Return everything from "From Ecclesiastes 1-4" down to "where it rises." in the post on Ecclesiastes 1-4 below, copied word for word.

*** Extracted text ***

From Ecclesiastes 1-4
Today we start Ecclesiastes. The Preacher begins on a sober note. The significant motif of the book raises the question about the meaning of life. To a significant extent the answer he comes to is that life is meaningless and vanity. But there is more as we will eventually see in the next few days.
This post is part of my bible in a year series.
Passage and Comments
1 The words of the Preacher, the son of David, king in Jerusalem.
2 Vanity of vanities, says the Preacher, vanity of vanities! All is vanity.
3 What does man gain by all the toil at which he toils under the sun?
4 A generation goes, and a generation comes, but the earth remains forever.
5 The sun rises, and the sun goes down, and hastens to the place where it rises.
6 The wind blows to the south and goes around to the north; around and around goes the wind, and on its circuits the wind returns.
7 All streams run to the sea, but the sea is not full; to the place where the streams flow, there they flow again. (Ec 1:1–7)
The three main Hebrew words translated as vanity are hebel, šāw, and tôhû. Figuratively heḇel conveys the idea of unsubstantial and worthless. With šāw’ the idea of ‘foul’, ‘unseemly’, ‘evil’ is introduced. Tōhû, lit. ‘a waste’ (cf. Gn. 1:1; Dt. 32:10, etc.), then figuratively ‘emptiness’, and ‘uselessness’. (McDonald, H. D. (1996). ‘Vanity, Vain’. In (D. R. W. Wood, I. H. Marshall, A. R. Millard, J. I. Packer, & D. J. Wiseman, Eds. New Bible dictionary. Leicester, England; Downers Grove, IL: InterVarsity Press.)
The Preacher asks ‘What does man gain by all the toil?’ What is the point of life? Of our work? The Preacher sees endless repetition in creation, nothing changes. People and generations come and go. When will it end? When will things be different?

*** End of Extracted text ***
*** Data supplied ***

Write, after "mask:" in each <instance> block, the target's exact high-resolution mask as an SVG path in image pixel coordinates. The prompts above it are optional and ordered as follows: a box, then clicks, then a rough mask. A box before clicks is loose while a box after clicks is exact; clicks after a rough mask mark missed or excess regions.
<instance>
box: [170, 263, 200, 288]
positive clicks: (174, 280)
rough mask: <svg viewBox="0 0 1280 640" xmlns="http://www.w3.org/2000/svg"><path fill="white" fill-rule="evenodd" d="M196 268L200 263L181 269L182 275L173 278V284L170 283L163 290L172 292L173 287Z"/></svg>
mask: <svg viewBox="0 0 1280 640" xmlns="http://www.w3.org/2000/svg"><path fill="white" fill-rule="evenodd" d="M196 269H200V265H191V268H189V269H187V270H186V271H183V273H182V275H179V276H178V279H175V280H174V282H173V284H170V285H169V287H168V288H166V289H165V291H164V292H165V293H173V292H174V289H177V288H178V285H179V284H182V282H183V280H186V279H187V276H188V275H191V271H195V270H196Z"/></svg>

*** End of Data supplied ***

**Exercise output:**
From Ecclesiastes 1-4
Today we start Ecclesiastes. The Preacher begins on a sober note. The significant motif of the book raises the question about the meaning of life. To a significant extent the answer he comes to is that life is meaningless and vanity. But there is more as we will eventually see in the next few days.
This post is part of my bible in a year series.
Passage and Comments
1 The words of the Preacher, the son of David, king in Jerusalem.
2 Vanity of vanities, says the Preacher, vanity of vanities! All is vanity.
3 What does man gain by all the toil at which he toils under the sun?
4 A generation goes, and a generation comes, but the earth remains forever.
5 The sun rises, and the sun goes down, and hastens to the place where it rises.